*Фрагмент текста:*

^^^^^^^^

В 1644 г. кочи снова были задержаны в Обской губе сильными ветрами. С 40-х гг. походы из Тобольска и Березова на реку Таз осуществляла главным образом казна. Торгово-промысловые караваны снаряжались очень редко и двигались в одном направлении — от Мангазеи на Березов и уже оттуда по «Черезкаменному пути». Казенное же судоходство по-прежнему не удавалось. В 1663 г. в губах потерпели крушение пять кочей, а находившиеся на них 5260 пудов хлеба и 24 пуда соли погибли. Поэтому в 1666 г. мангазейские воеводы прекратили поставки хлеба и соли в Мангазею по водному пути. Отныне грузы стали перевозить на каюках и дощаниках из Енисейска в Туруханск. В 1669 г. тобольский воевода Петр Годунов запретил поездки в Мангазею по Обской губе. «Впредь, — писал он в Мангазею, — кочевого ходу не будет, а посылать через Енисейск». И выходило, что он, Данила Наумов, совершил летом 1670 г. плавание по Мангазейскому морскому ходу в последний раз.

^^^^^^^^

*Исходные данные:*
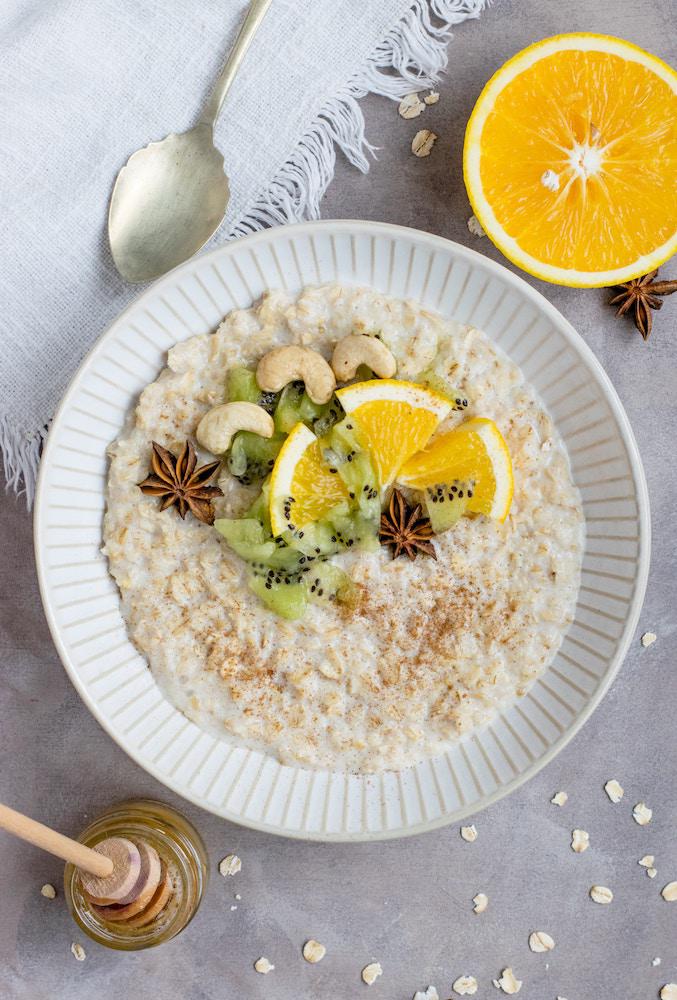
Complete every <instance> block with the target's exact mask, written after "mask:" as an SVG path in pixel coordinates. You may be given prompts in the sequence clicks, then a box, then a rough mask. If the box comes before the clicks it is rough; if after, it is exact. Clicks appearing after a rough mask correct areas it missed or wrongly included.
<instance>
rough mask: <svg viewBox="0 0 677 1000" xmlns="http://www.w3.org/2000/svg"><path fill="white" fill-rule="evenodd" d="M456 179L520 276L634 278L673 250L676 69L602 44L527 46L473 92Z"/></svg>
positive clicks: (571, 35)
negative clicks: (462, 149) (462, 188)
mask: <svg viewBox="0 0 677 1000" xmlns="http://www.w3.org/2000/svg"><path fill="white" fill-rule="evenodd" d="M463 170H464V176H465V183H466V187H467V190H468V196H469V198H470V202H471V204H472V207H473V210H474V212H475V215H476V216H477V218H478V219H479V221H480V222H481V224H482V226H483V227H484V230H485V232H486V233H487V235H488V236H489V237H490V238H491V240H492V241H493V242H494V243H495V244H496V246H497V247H498V248H499V249H500V250H501V251H502V252H503V253H504V254H505V256H506V257H508V258H509V259H510V260H512V261H513V262H514V263H515V264H517V265H518V266H519V267H521V268H523V269H524V270H526V271H528V272H529V273H530V274H533V275H535V276H536V277H539V278H543V279H544V280H545V281H552V282H556V283H558V284H563V285H576V286H581V287H584V286H595V285H614V284H618V283H619V282H622V281H627V280H628V279H629V278H634V277H637V276H638V275H640V274H645V273H646V272H648V271H651V270H653V269H654V268H655V267H658V266H659V264H661V263H662V262H663V261H664V260H666V259H667V258H668V257H669V256H671V254H673V253H675V251H676V250H677V72H675V70H674V69H672V68H671V67H670V66H668V65H667V64H666V63H664V62H662V61H661V60H660V59H658V58H657V57H656V56H653V55H651V54H650V53H648V52H645V51H644V50H643V49H640V48H638V47H637V46H636V45H632V44H631V43H630V42H626V41H623V40H622V39H620V38H612V37H610V36H608V35H593V34H571V35H556V36H555V37H554V38H546V39H544V40H543V41H541V42H537V43H536V44H535V45H531V46H529V47H528V48H526V49H524V50H523V51H522V52H518V53H517V55H516V56H514V57H513V58H512V59H510V60H509V61H508V62H507V63H506V64H505V65H504V66H502V67H501V68H500V69H499V70H498V72H497V73H495V74H494V76H493V77H492V78H491V79H490V80H489V82H488V83H487V85H486V86H485V88H484V90H483V91H482V93H481V94H480V96H479V98H478V100H477V103H476V105H475V108H474V110H473V113H472V115H471V117H470V121H469V122H468V127H467V130H466V137H465V146H464V150H463Z"/></svg>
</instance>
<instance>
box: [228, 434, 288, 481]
mask: <svg viewBox="0 0 677 1000" xmlns="http://www.w3.org/2000/svg"><path fill="white" fill-rule="evenodd" d="M283 442H284V435H283V434H273V436H272V437H271V438H264V437H261V435H260V434H254V433H252V431H238V432H237V434H236V435H235V437H234V438H233V443H232V445H231V446H230V451H229V452H228V457H227V459H226V464H227V466H228V471H229V472H230V474H231V475H233V476H235V478H236V479H239V480H240V482H241V483H243V484H244V485H245V486H249V485H250V484H251V483H254V482H256V481H257V480H258V479H263V478H264V477H265V476H267V475H268V473H269V472H270V470H271V469H272V468H273V466H274V465H275V459H276V458H277V454H278V452H279V450H280V448H281V447H282V443H283Z"/></svg>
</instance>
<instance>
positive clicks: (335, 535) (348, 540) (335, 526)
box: [326, 505, 379, 552]
mask: <svg viewBox="0 0 677 1000" xmlns="http://www.w3.org/2000/svg"><path fill="white" fill-rule="evenodd" d="M343 507H344V505H340V506H338V507H335V508H334V509H333V510H331V511H330V512H329V513H328V514H327V517H326V520H327V522H328V523H329V525H330V526H331V528H332V537H336V540H337V542H338V544H339V545H340V546H341V547H342V548H344V549H352V548H355V549H360V550H362V551H363V552H373V551H375V550H376V549H378V547H379V540H378V527H379V521H378V520H375V519H374V518H371V517H365V515H364V514H362V513H361V512H360V510H356V509H353V510H345V509H342V508H343Z"/></svg>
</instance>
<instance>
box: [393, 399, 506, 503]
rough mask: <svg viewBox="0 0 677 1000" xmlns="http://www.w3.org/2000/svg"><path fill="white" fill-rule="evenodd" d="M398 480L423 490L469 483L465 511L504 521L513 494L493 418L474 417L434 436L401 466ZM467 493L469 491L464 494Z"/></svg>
mask: <svg viewBox="0 0 677 1000" xmlns="http://www.w3.org/2000/svg"><path fill="white" fill-rule="evenodd" d="M397 479H398V482H400V483H403V484H404V485H405V486H411V487H412V488H413V489H425V488H426V487H428V486H435V485H436V484H437V483H450V482H453V480H455V479H460V480H462V481H464V482H472V483H473V484H474V485H473V488H472V497H471V499H470V501H469V503H468V506H467V510H469V511H472V512H474V513H476V514H486V515H487V517H494V518H497V519H498V520H499V521H505V519H506V517H507V516H508V513H509V511H510V504H511V503H512V494H513V475H512V462H511V460H510V452H509V451H508V446H507V444H506V443H505V440H504V438H503V435H502V434H501V432H500V431H499V429H498V427H497V426H496V424H495V423H494V422H493V420H487V419H486V418H485V417H474V418H473V419H472V420H466V421H465V423H463V424H461V425H460V426H459V427H456V428H455V429H454V430H453V431H447V433H445V434H440V435H439V437H436V438H434V439H433V440H432V441H431V443H430V445H429V447H428V448H426V449H425V451H421V452H419V453H418V455H414V456H413V457H412V458H410V459H409V461H408V462H407V463H406V464H405V465H404V466H403V467H402V469H401V470H400V473H399V475H398V477H397ZM468 496H470V494H468Z"/></svg>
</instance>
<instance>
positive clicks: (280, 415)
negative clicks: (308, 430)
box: [274, 382, 343, 435]
mask: <svg viewBox="0 0 677 1000" xmlns="http://www.w3.org/2000/svg"><path fill="white" fill-rule="evenodd" d="M342 413H343V407H342V406H341V404H340V403H339V401H338V399H337V398H336V396H332V397H331V399H330V400H329V402H327V403H313V401H312V399H311V398H310V396H309V395H308V393H307V392H306V390H305V388H304V386H303V382H290V383H289V385H286V386H285V387H284V389H283V390H282V392H281V394H280V399H279V401H278V404H277V407H276V408H275V416H274V420H275V430H276V431H277V432H278V433H279V434H289V432H290V431H291V430H292V428H293V427H295V426H296V424H298V423H299V422H302V423H304V424H305V425H306V426H307V427H310V428H311V429H312V430H313V432H314V433H315V434H316V435H321V434H324V433H326V432H327V431H328V430H329V428H330V427H331V426H332V425H333V424H334V423H335V422H336V421H337V420H338V419H339V418H340V417H341V414H342Z"/></svg>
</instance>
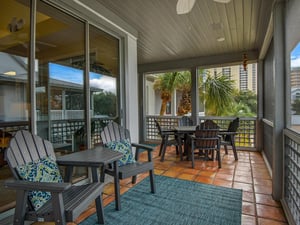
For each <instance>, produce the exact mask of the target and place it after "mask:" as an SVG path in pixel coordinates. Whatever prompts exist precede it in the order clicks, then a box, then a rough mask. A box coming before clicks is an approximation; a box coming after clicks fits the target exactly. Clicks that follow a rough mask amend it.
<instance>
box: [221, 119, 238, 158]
mask: <svg viewBox="0 0 300 225" xmlns="http://www.w3.org/2000/svg"><path fill="white" fill-rule="evenodd" d="M239 124H240V119H239V118H238V117H237V118H235V119H234V120H233V121H231V122H230V123H229V126H228V129H227V131H222V132H220V134H221V136H222V140H221V145H223V146H224V149H225V153H226V154H228V148H227V146H231V147H232V151H233V154H234V159H235V160H238V155H237V151H236V147H235V136H236V134H237V129H238V127H239Z"/></svg>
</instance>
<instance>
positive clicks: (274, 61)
mask: <svg viewBox="0 0 300 225" xmlns="http://www.w3.org/2000/svg"><path fill="white" fill-rule="evenodd" d="M273 15H274V64H273V65H274V90H275V91H274V95H275V96H274V127H273V154H272V155H273V161H272V191H273V192H272V196H273V198H274V200H277V201H278V200H280V199H281V198H282V182H283V149H284V148H283V134H282V131H283V129H284V121H285V117H284V113H285V92H284V82H285V79H284V71H285V60H284V58H285V57H284V56H285V46H284V43H285V41H284V40H285V39H284V34H285V29H284V2H277V3H276V4H275V5H274V14H273Z"/></svg>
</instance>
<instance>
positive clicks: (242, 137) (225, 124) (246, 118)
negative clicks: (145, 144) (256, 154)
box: [144, 115, 257, 149]
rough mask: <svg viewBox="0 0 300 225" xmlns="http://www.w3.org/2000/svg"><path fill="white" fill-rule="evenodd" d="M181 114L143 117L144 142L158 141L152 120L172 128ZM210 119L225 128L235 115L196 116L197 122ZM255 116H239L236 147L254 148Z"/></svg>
mask: <svg viewBox="0 0 300 225" xmlns="http://www.w3.org/2000/svg"><path fill="white" fill-rule="evenodd" d="M180 118H181V116H152V115H148V116H146V118H145V135H144V140H145V141H146V142H159V141H160V140H161V139H160V136H159V135H158V130H157V128H156V125H155V122H154V120H155V119H156V120H158V121H159V123H160V125H161V127H162V128H172V127H175V126H178V125H179V119H180ZM206 119H212V120H213V121H214V122H216V123H217V124H218V126H219V127H220V128H221V129H227V128H228V125H229V123H230V122H231V121H232V120H233V119H235V117H203V116H201V117H198V123H197V124H199V123H201V122H202V121H203V120H206ZM256 126H257V125H256V118H240V124H239V128H238V130H237V135H236V140H235V143H236V147H237V148H240V149H256Z"/></svg>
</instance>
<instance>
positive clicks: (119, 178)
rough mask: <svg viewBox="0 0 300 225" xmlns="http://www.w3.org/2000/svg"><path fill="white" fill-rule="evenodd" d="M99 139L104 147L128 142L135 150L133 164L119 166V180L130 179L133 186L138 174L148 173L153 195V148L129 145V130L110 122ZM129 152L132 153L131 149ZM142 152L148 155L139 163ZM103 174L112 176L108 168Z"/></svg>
mask: <svg viewBox="0 0 300 225" xmlns="http://www.w3.org/2000/svg"><path fill="white" fill-rule="evenodd" d="M101 139H102V141H103V144H105V145H107V144H108V143H110V142H118V141H124V140H128V142H129V143H130V145H131V147H135V150H136V151H135V156H134V158H135V162H134V163H129V164H126V165H121V166H119V179H125V178H128V177H132V183H133V184H134V183H136V178H137V175H138V174H141V173H145V172H149V176H150V186H151V192H152V193H155V191H156V189H155V182H154V164H153V161H152V151H153V149H154V147H152V146H149V145H144V144H138V143H131V138H130V132H129V130H128V129H126V128H124V127H122V126H120V125H119V124H118V123H116V122H113V121H110V122H109V123H108V124H107V125H106V127H104V129H103V131H102V132H101ZM131 147H130V148H131ZM130 150H131V151H132V149H130ZM144 151H147V153H148V155H147V156H148V159H147V161H141V160H140V158H139V156H140V153H142V152H144ZM105 173H107V174H109V175H111V176H114V173H113V171H112V170H111V169H110V168H105ZM101 179H104V178H101ZM118 188H119V187H115V190H117V189H118ZM117 194H119V192H117ZM119 199H120V198H119ZM119 205H120V204H119Z"/></svg>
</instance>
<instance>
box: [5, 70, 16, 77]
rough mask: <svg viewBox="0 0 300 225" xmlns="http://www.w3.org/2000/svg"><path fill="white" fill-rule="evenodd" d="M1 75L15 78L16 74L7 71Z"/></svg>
mask: <svg viewBox="0 0 300 225" xmlns="http://www.w3.org/2000/svg"><path fill="white" fill-rule="evenodd" d="M3 74H4V75H7V76H16V75H17V72H16V71H7V72H4V73H3Z"/></svg>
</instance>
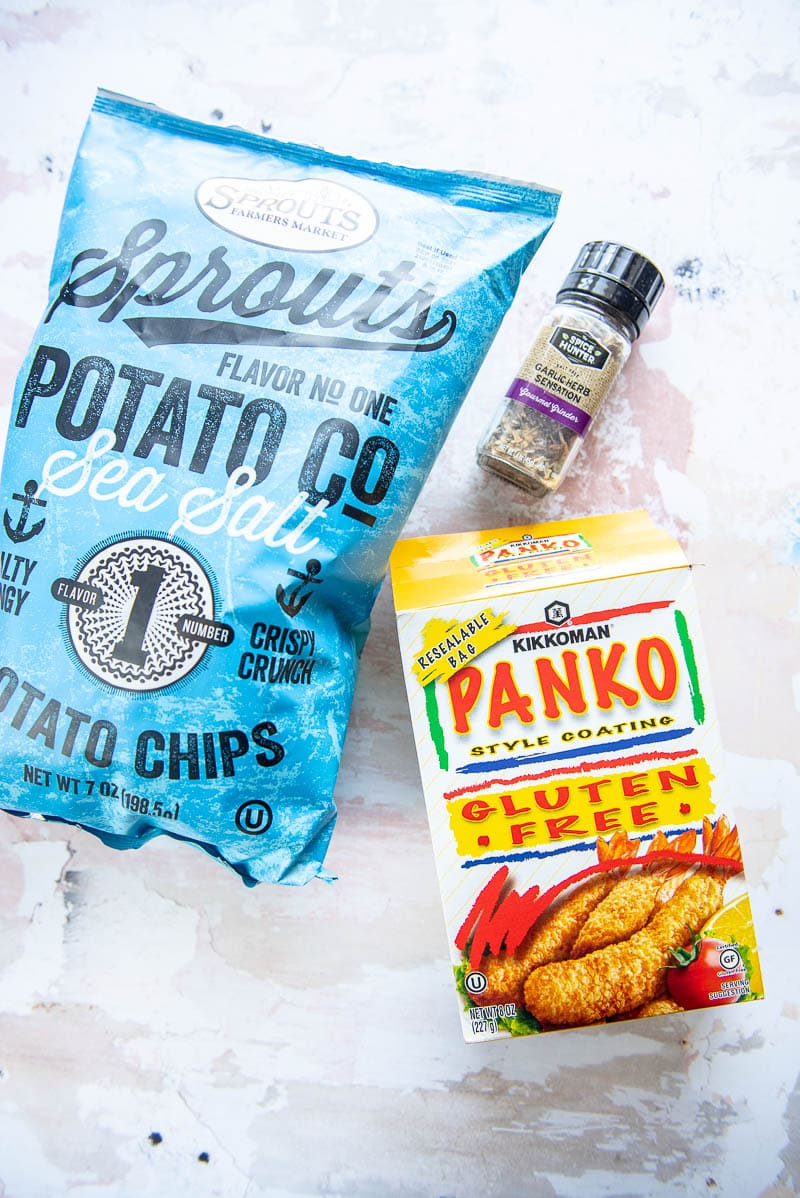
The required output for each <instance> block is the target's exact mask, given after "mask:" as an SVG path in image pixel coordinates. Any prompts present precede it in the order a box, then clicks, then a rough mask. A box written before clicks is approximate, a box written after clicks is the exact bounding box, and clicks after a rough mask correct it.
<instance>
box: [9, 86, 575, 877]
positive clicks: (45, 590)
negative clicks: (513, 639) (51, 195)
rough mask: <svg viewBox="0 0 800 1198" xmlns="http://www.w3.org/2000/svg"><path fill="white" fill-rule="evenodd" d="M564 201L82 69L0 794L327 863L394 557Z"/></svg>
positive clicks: (27, 418)
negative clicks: (341, 773) (388, 558)
mask: <svg viewBox="0 0 800 1198" xmlns="http://www.w3.org/2000/svg"><path fill="white" fill-rule="evenodd" d="M557 205H558V196H557V194H556V193H553V192H549V190H544V189H540V188H537V187H528V186H525V184H519V183H513V182H502V181H493V180H485V179H473V177H468V176H465V175H455V174H444V173H437V171H417V170H411V169H406V168H401V167H392V165H386V164H375V163H369V162H360V161H354V159H350V158H343V157H338V156H335V155H331V153H326V152H325V151H322V150H319V149H309V147H304V146H298V145H284V144H280V143H278V141H274V140H268V139H266V138H261V137H256V135H253V134H249V133H246V132H242V131H238V129H226V128H218V127H206V126H202V125H198V123H194V122H192V121H187V120H182V119H180V117H176V116H172V115H169V114H165V113H163V111H159V110H157V109H154V108H152V107H151V105H145V104H140V103H137V102H133V101H128V99H123V98H121V97H117V96H114V95H110V93H107V92H103V93H99V95H98V97H97V99H96V102H95V105H93V109H92V113H91V117H90V120H89V123H87V127H86V131H85V134H84V138H83V141H81V145H80V150H79V153H78V157H77V161H75V164H74V169H73V173H72V177H71V181H69V187H68V193H67V198H66V204H65V208H63V217H62V223H61V229H60V234H59V242H57V247H56V253H55V260H54V266H53V273H51V283H50V295H49V302H48V307H47V311H46V314H44V317H43V320H42V323H41V326H40V328H38V329H37V332H36V335H35V338H34V343H32V346H31V350H30V353H29V356H28V359H26V362H25V363H24V367H23V369H22V371H20V375H19V381H18V385H17V389H16V393H14V399H13V406H12V411H11V425H10V431H8V438H7V447H6V454H5V465H4V470H2V500H1V502H2V525H4V532H2V550H1V555H0V574H1V586H2V591H1V603H0V607H1V618H0V738H1V739H0V745H1V754H2V793H1V797H0V806H2V807H4V809H5V810H6V811H10V812H16V813H18V815H28V813H38V815H42V816H46V817H48V818H54V819H62V821H68V822H71V823H77V824H80V825H83V827H84V828H87V829H90V830H91V831H93V833H96V834H97V835H99V836H102V837H103V839H104V840H105V841H107V842H108V843H110V845H113V846H116V847H132V846H137V845H140V843H143V842H144V841H145V840H147V839H149V837H151V836H153V835H157V834H159V833H168V834H169V835H171V836H175V837H178V839H181V840H186V841H190V842H193V843H195V845H198V846H200V847H201V848H204V849H206V851H207V852H210V853H212V854H214V855H217V857H219V858H222V859H223V860H224V861H225V863H226V864H228V865H230V866H231V867H232V869H234V870H236V871H237V872H238V873H240V875H241V876H242V877H243V878H244V881H246V882H250V883H253V882H260V881H273V882H286V883H303V882H305V881H307V879H308V878H310V877H313V876H316V875H320V873H322V875H323V876H325V871H323V869H322V859H323V857H325V852H326V848H327V845H328V841H329V839H331V834H332V830H333V824H334V819H335V807H334V803H333V788H334V782H335V776H337V768H338V762H339V757H340V752H341V745H343V739H344V734H345V726H346V720H347V714H349V709H350V703H351V697H352V691H353V684H354V678H356V666H357V658H358V653H359V651H360V647H362V645H363V641H364V637H365V635H366V630H368V625H369V616H370V609H371V606H372V603H374V599H375V595H376V593H377V589H378V587H380V585H381V580H382V579H383V574H384V570H386V565H387V559H388V555H389V551H390V549H392V545H393V543H394V540H395V539H396V537H398V534H399V532H400V530H401V527H402V524H404V521H405V519H406V516H407V514H408V512H410V508H411V506H412V503H413V502H414V498H416V497H417V495H418V492H419V490H420V488H422V485H423V482H424V480H425V477H426V474H428V472H429V470H430V467H431V465H432V462H434V459H435V458H436V454H437V452H438V449H440V447H441V446H442V442H443V440H444V437H446V435H447V432H448V429H449V426H450V423H451V420H453V419H454V417H455V415H456V412H457V410H459V406H460V404H461V401H462V399H463V397H465V394H466V392H467V388H468V387H469V383H471V381H472V379H473V377H474V375H475V373H477V370H478V367H479V365H480V363H481V361H483V358H484V356H485V353H486V351H487V349H489V346H490V344H491V341H492V338H493V337H495V333H496V331H497V327H498V325H499V322H501V320H502V317H503V314H504V311H505V309H507V308H508V305H509V303H510V302H511V299H513V297H514V294H515V290H516V286H517V284H519V280H520V277H521V274H522V272H523V270H525V268H526V266H527V265H528V262H529V261H531V259H532V256H533V254H534V252H535V250H537V248H538V246H539V244H540V242H541V240H543V238H544V236H545V234H546V232H547V230H549V229H550V226H551V224H552V220H553V218H554V214H556V210H557Z"/></svg>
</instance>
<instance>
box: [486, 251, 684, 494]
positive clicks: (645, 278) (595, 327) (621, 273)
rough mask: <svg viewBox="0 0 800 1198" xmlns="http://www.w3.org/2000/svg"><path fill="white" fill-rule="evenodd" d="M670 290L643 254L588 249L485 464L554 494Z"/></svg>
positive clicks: (542, 342)
mask: <svg viewBox="0 0 800 1198" xmlns="http://www.w3.org/2000/svg"><path fill="white" fill-rule="evenodd" d="M662 291H663V278H662V276H661V272H660V271H659V270H657V267H656V266H654V265H653V262H650V261H649V260H648V259H647V258H644V256H643V255H642V254H638V253H636V250H634V249H629V248H628V247H626V246H620V244H618V243H617V242H611V241H590V242H587V244H586V246H583V248H582V249H581V252H580V254H578V255H577V259H576V260H575V265H574V266H572V270H571V271H570V272H569V274H568V276H566V278H565V279H564V283H563V284H562V286H560V289H559V291H558V294H557V296H556V303H554V305H553V308H552V309H551V310H550V313H549V315H547V317H546V319H545V321H544V323H543V325H541V327H540V329H539V333H538V335H537V339H535V340H534V343H533V346H532V347H531V352H529V353H528V356H527V357H526V359H525V362H523V363H522V365H521V367H520V370H519V374H517V377H516V379H515V380H514V382H513V383H511V386H510V387H509V389H508V391H507V393H505V398H504V400H503V403H502V405H501V409H499V411H498V413H497V416H496V417H495V420H493V422H492V424H491V425H490V428H489V431H487V432H486V435H485V436H484V438H483V441H481V442H480V444H479V446H478V462H479V465H480V466H483V467H484V468H485V470H489V471H492V472H495V473H496V474H502V477H503V478H508V479H509V480H510V482H513V483H516V484H517V485H519V486H522V488H525V489H526V490H527V491H529V492H532V494H533V495H535V496H538V497H544V496H546V495H551V494H552V492H553V491H554V490H556V489H557V488H558V486H559V485H560V483H562V480H563V479H564V477H565V474H566V472H568V471H569V468H570V466H571V465H572V460H574V459H575V455H576V454H577V452H578V449H580V448H581V443H582V441H583V437H584V436H586V434H587V432H588V430H589V426H590V424H592V420H593V419H594V417H595V416H596V413H598V411H599V409H600V405H601V404H602V400H604V399H605V398H606V395H607V394H608V392H610V389H611V386H612V383H613V382H614V380H616V379H617V375H618V374H619V371H620V370H622V368H623V367H624V365H625V362H626V361H628V357H629V355H630V351H631V346H632V344H634V341H635V340H636V338H637V337H638V335H640V333H641V332H642V329H643V328H644V325H646V323H647V321H648V317H649V316H650V314H651V311H653V309H654V307H655V304H656V302H657V299H659V296H660V295H661V292H662Z"/></svg>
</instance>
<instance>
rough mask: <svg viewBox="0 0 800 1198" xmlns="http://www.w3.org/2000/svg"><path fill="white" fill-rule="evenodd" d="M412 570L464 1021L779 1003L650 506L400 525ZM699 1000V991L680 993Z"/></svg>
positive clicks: (677, 587)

^^^^^^^^

*Вопросы для работы:*
1/ Преобразуйте строки листинга в таблицу Markdown со столбцами «№» (номер строки) и «Строка». Начните с первой строки листинга и закончите строкой, содержащей «positive clicks: (571, 35)», включительно; пустые строки пропустите, изображения в ответ не включайте.
2/ Продолжите текст о плаваниях в Мангазею по Обской губе, начав сразу после его последнего предложения.

*Ответы к упражнению:*
1/
| № | Строка |
|---|---|
| 1 | Complete every <instance> block with the target's exact mask, written after "mask:" as an SVG path in pixel coordinates. You may be given prompts in the sequence clicks, then a box, then a rough mask. If the box comes before the clicks it is rough; if after, it is exact. Clicks appearing after a rough mask correct areas it missed or wrongly included. |
| 2 | <instance> |
| 3 | rough mask: <svg viewBox="0 0 677 1000" xmlns="http://www.w3.org/2000/svg"><path fill="white" fill-rule="evenodd" d="M456 179L520 276L634 278L673 250L676 69L602 44L527 46L473 92Z"/></svg> |
| 4 | positive clicks: (571, 35) |

2/
ВОЕВОДСКАЯ СМУТА
Осенью 1628 г. собрался в Мангазею Леонтий Плехан. Он уже знал о запрещении Мангазейского морского хода и о нарядах стрельцов на заставу между Мутной и Зеленой. Поэтому направился он по сибирской дороге к Верхотурью, куда к тому времени прибыли из Москвы новые воеводы: старший — Григорий Иванович Кокорев, выдававший себя за человека, близкого к царствующей династии, и младший — Андрей Федорович Палицын, происходивший из новгородской мелкопоместной дворянской семьи, один из послов к польскому королю Сигизмунду в годы смуты, человек начитанный.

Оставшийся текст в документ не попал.